(PROBLEM 1) List every line of the records that contains the string "pond", matching case exactly.

For Mechanical Turk Task 4, the bot is asked a question by a human teacher, but before answering can ask the human if the question is related to one of the facts it knows about from its memory. It is then required to answer the original question, after some additional dialog turns relating to other question/answer pairs (called “conversational history”, as before). For Task 8, the bot is asked a question by a human but lacks the triple in its memory that would be needed to answer it. It is allowed to ask for the missing information, the human responds to the question in free-form language. The bot is then required to answer the original question, again after some “conversational history” has transpired.

We collect around 10,000 episodes (dialogues) for training, 1000 for validation, and 2500 for testing for each of the two tasks. In each case, we give instructions to the Turkers that still follow the original form of the task, but make the tasks contain realistic language written by humans. The instructions given to the Turkers are given in the appendix.

(TASK INPUTS)
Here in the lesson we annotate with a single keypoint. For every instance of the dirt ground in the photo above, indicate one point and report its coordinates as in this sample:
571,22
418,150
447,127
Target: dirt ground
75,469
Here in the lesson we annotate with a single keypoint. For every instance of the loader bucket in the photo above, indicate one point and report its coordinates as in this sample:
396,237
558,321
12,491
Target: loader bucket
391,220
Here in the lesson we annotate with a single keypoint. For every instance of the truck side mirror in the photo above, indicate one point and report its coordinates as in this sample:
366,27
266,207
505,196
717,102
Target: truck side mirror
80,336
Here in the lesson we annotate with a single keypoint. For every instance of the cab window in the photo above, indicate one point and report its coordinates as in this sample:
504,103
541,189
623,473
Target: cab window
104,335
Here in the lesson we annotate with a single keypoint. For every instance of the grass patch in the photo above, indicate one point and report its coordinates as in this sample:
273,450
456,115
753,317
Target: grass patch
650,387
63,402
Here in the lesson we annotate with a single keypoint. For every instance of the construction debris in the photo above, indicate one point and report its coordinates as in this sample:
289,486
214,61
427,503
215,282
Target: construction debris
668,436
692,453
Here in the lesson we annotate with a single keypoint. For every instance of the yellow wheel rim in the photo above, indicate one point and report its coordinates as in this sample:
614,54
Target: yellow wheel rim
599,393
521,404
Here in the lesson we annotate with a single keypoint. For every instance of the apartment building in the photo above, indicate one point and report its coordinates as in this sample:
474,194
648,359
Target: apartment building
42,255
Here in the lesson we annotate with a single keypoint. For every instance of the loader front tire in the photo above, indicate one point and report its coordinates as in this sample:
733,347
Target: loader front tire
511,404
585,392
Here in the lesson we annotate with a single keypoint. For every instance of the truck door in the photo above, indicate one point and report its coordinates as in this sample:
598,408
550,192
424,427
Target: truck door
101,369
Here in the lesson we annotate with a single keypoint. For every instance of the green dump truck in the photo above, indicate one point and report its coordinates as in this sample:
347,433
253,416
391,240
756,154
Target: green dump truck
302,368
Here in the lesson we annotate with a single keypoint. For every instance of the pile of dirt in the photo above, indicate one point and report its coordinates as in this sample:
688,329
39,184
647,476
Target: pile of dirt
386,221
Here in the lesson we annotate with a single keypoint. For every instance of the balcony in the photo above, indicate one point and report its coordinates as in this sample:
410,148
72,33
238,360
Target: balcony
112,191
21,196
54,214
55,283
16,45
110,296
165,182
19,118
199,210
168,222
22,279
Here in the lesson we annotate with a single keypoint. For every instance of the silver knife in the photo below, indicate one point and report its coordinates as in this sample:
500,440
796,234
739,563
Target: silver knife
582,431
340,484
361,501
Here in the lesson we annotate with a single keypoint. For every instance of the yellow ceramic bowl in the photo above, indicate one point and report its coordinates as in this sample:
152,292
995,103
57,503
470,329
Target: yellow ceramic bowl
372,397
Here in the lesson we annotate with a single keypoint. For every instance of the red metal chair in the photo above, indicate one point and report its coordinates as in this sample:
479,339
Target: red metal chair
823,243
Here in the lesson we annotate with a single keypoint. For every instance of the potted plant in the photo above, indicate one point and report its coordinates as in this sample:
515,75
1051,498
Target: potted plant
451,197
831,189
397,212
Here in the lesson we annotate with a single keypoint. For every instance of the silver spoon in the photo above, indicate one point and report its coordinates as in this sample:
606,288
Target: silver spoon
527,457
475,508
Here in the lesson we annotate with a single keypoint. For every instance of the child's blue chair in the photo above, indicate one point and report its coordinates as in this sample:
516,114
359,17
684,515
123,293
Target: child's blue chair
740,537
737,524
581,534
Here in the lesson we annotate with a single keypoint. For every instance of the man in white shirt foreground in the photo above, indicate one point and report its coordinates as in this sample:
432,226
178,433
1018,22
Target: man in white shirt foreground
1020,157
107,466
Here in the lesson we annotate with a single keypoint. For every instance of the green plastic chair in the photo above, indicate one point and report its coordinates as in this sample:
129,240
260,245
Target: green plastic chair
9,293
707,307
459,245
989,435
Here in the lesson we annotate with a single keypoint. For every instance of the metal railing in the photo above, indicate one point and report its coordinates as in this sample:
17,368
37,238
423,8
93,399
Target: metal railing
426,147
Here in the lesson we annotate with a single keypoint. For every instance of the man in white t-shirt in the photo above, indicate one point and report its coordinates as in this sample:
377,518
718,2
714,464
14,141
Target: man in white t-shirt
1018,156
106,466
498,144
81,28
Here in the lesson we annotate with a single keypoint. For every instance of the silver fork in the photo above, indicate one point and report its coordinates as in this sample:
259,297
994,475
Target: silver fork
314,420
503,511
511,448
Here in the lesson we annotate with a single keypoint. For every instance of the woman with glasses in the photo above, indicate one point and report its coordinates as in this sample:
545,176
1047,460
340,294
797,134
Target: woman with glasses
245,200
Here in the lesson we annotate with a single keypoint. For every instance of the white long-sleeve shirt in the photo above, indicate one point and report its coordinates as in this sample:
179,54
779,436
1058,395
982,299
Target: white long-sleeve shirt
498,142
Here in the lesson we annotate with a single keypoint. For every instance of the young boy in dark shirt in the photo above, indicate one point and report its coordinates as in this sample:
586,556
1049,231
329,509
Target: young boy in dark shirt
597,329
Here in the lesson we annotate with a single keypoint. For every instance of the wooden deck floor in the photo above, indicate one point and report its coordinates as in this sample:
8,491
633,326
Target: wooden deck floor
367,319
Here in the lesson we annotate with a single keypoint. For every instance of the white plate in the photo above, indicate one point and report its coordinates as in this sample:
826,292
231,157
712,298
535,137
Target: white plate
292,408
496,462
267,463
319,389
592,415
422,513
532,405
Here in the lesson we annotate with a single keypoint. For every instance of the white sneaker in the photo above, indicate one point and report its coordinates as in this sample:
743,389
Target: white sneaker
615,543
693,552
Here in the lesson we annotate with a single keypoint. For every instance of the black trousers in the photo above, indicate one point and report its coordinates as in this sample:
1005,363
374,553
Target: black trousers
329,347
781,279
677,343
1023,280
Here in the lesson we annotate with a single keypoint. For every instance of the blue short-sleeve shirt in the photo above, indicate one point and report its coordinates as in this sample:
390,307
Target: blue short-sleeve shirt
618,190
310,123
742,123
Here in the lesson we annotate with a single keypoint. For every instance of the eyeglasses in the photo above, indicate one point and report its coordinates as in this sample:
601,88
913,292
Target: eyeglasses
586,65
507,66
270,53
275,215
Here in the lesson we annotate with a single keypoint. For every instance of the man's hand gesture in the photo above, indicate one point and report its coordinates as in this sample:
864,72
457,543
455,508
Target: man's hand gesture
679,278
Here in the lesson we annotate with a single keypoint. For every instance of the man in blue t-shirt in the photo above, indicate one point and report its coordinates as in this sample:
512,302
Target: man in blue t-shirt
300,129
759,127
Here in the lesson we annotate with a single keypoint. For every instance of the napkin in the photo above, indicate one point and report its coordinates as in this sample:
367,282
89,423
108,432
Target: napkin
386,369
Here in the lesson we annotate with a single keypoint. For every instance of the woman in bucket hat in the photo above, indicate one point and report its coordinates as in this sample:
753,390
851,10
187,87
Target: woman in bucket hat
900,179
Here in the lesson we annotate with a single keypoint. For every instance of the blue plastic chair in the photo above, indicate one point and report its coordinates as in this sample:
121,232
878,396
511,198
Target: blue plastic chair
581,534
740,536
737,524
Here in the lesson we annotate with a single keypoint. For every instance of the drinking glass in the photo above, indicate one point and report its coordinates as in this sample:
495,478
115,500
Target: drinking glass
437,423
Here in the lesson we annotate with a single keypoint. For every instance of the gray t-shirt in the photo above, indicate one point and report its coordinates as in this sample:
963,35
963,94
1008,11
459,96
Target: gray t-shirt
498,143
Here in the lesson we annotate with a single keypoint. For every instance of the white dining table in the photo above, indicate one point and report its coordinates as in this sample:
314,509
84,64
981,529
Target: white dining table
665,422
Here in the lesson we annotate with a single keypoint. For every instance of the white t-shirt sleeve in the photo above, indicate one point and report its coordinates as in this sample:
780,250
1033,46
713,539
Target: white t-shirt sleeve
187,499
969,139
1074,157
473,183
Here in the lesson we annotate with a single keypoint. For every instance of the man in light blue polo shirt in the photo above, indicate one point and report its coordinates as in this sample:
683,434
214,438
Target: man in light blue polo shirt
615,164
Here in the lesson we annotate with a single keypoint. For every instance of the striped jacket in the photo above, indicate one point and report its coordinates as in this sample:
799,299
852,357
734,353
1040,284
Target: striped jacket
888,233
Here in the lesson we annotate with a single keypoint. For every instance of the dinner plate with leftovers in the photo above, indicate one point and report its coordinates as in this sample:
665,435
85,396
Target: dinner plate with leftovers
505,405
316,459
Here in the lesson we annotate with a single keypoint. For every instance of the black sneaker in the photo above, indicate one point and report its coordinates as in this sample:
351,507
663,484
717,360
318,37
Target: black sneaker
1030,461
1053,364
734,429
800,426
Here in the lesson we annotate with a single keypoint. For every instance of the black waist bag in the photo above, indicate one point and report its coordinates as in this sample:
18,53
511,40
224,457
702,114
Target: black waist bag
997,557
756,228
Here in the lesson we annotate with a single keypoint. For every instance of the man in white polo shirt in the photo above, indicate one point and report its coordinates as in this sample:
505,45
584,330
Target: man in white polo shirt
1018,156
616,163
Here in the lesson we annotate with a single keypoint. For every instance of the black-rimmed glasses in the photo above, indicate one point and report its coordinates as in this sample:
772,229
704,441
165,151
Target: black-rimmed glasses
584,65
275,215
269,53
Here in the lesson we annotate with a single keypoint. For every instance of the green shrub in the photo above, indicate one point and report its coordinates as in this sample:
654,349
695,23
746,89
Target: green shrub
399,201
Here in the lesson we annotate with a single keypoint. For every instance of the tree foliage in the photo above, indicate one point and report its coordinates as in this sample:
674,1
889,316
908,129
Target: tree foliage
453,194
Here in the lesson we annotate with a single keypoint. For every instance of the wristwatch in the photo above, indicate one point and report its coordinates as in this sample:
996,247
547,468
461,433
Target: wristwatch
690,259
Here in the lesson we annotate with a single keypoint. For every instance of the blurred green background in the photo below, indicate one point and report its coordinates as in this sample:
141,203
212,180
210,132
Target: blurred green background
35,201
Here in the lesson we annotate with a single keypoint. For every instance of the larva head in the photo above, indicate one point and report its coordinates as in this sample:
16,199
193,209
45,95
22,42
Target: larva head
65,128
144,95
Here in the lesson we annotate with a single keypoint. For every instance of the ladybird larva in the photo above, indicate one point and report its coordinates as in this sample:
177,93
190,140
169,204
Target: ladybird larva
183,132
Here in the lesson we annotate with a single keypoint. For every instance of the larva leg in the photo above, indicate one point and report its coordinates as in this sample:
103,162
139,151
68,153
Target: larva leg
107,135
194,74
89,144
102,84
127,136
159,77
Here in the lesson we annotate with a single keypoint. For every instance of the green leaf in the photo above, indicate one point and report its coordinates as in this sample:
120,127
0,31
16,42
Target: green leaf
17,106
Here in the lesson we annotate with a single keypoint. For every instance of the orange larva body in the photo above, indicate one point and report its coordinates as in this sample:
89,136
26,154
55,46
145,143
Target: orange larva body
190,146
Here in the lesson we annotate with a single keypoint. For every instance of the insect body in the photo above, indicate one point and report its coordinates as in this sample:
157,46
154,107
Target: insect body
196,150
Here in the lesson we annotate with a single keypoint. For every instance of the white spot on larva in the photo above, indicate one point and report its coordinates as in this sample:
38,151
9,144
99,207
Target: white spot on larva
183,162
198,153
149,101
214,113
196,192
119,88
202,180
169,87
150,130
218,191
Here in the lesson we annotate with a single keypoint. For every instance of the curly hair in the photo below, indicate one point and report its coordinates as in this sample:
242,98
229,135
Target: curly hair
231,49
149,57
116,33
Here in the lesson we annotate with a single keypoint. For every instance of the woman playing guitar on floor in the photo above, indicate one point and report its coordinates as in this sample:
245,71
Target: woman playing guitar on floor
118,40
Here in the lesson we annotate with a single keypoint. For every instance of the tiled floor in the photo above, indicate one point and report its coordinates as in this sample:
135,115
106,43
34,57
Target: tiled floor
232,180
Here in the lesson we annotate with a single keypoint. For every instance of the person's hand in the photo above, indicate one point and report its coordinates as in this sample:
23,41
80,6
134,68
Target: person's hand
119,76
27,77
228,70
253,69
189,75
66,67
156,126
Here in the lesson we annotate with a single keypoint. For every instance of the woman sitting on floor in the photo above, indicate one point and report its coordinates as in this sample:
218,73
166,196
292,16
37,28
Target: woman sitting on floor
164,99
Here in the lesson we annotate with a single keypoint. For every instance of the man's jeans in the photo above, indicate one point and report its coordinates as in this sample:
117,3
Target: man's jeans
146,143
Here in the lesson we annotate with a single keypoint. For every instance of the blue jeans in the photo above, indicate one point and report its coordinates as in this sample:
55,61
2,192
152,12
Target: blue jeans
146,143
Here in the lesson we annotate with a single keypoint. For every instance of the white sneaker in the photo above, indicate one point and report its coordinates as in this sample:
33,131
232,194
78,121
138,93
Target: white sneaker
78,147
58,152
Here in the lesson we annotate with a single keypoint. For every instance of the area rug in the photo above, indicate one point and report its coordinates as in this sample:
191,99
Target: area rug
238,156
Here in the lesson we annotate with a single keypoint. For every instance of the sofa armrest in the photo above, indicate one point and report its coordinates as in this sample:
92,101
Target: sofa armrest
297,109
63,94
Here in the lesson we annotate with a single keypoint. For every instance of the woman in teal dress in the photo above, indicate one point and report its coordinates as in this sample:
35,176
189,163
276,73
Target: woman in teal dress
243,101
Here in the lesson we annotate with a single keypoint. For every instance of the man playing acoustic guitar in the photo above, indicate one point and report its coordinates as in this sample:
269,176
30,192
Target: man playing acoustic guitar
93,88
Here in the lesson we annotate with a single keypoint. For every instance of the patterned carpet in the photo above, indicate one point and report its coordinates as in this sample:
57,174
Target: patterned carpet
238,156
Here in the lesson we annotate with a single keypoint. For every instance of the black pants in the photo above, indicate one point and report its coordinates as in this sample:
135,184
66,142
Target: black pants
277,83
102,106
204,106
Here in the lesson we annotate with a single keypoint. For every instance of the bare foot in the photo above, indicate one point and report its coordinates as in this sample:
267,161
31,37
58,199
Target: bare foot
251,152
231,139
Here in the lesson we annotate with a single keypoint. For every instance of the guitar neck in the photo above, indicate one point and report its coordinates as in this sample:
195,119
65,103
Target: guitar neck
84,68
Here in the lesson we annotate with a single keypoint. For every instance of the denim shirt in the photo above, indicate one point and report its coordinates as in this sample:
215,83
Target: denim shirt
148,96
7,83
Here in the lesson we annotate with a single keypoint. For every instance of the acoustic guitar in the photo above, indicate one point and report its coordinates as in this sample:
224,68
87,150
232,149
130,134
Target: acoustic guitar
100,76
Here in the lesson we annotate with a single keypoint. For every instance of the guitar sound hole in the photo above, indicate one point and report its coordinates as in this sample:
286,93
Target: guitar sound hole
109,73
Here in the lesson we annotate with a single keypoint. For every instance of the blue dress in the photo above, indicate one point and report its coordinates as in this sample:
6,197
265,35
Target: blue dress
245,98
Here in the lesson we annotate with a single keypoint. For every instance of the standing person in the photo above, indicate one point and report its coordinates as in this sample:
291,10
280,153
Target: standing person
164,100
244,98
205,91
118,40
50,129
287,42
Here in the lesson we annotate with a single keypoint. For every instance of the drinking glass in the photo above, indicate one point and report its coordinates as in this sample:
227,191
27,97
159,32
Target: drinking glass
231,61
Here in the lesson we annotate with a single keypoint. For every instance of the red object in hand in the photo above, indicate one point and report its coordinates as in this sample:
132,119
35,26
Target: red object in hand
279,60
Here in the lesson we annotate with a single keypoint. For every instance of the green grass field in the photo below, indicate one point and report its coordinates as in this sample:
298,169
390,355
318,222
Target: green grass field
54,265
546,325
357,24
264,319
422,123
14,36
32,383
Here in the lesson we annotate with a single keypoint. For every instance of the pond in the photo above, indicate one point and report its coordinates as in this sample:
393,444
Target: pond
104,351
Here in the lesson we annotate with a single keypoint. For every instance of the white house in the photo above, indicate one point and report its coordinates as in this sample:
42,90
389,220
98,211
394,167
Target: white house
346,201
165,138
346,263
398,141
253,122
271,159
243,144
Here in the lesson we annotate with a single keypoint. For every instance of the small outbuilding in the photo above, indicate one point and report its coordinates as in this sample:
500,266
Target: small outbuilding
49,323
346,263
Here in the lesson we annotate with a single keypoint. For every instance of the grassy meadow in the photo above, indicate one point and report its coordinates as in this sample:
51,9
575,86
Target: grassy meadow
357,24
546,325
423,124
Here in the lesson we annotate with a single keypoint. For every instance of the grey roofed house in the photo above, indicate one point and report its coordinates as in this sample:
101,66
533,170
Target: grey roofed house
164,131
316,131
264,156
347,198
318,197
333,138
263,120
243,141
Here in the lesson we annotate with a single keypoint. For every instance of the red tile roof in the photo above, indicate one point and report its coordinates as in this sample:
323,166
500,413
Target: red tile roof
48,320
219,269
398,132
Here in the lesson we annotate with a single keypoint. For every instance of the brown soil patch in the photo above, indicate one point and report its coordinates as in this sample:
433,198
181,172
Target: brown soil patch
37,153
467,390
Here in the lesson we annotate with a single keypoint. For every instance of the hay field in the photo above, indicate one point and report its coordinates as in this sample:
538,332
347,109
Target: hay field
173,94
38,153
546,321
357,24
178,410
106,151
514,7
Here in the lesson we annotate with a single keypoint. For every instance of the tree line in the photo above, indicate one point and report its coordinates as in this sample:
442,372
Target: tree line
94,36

(PROBLEM 2) Name each dataset split in the Mechanical Turk passage, with the number of episodes collected for it.

(WORKED SOLUTION 1)
Here in the lesson we annotate with a single keypoint. For every instance of the pond in the photo above, indicate one point and report its coordinates as in this sample:
Target: pond

(WORKED SOLUTION 2)
Training: around 10,000 episodes
Validation: 1000 episodes
Testing: 2500 episodes